RECORDS PROVIDED
- - -

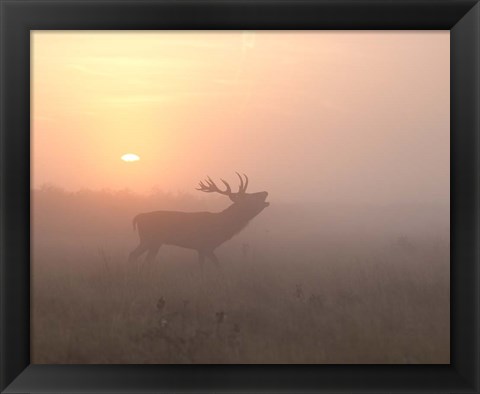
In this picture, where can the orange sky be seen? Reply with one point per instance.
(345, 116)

- - -

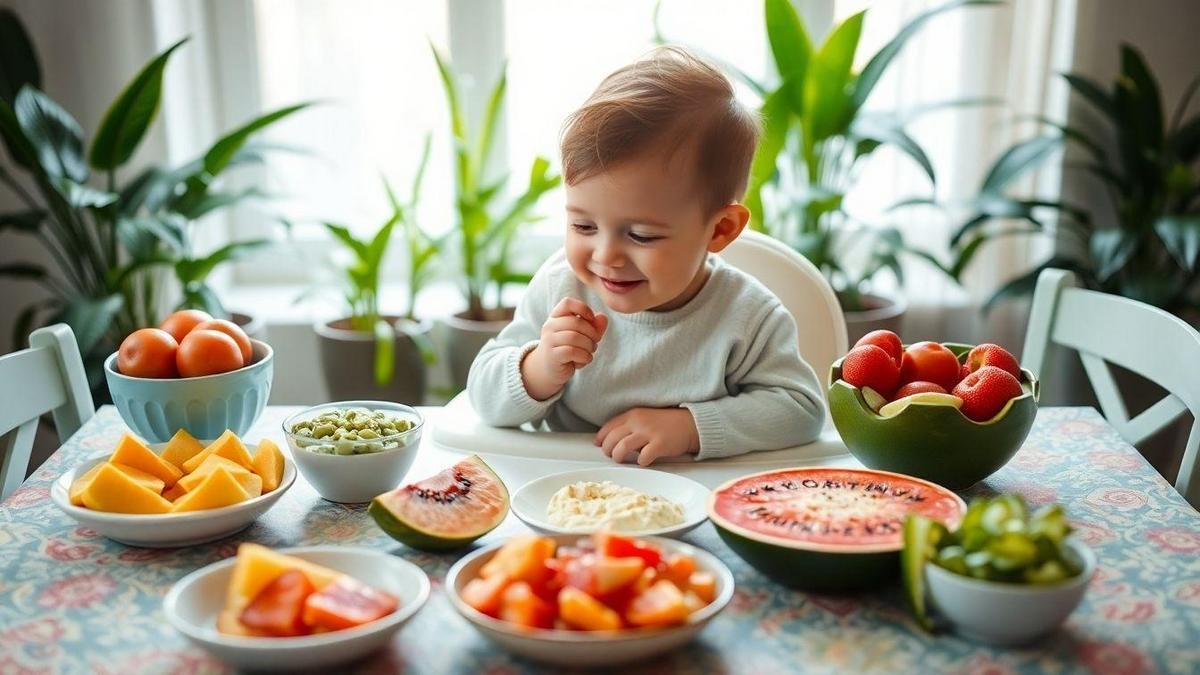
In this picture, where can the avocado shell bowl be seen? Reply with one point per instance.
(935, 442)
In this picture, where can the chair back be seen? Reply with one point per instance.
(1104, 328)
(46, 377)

- - -

THE TASK
Locate each line of the records that contains the string "seen", and copy those lines out. Treat uppercase and lowercase as different.

RESULT OF THE TASK
In this picture, where can the orange sky be seen? Reply with one point per instance.
In this picture, where can the avocado shell bowl be seen? Reply with one point per instance.
In this picture, where can the chair back be seen? Reply with one point per instance.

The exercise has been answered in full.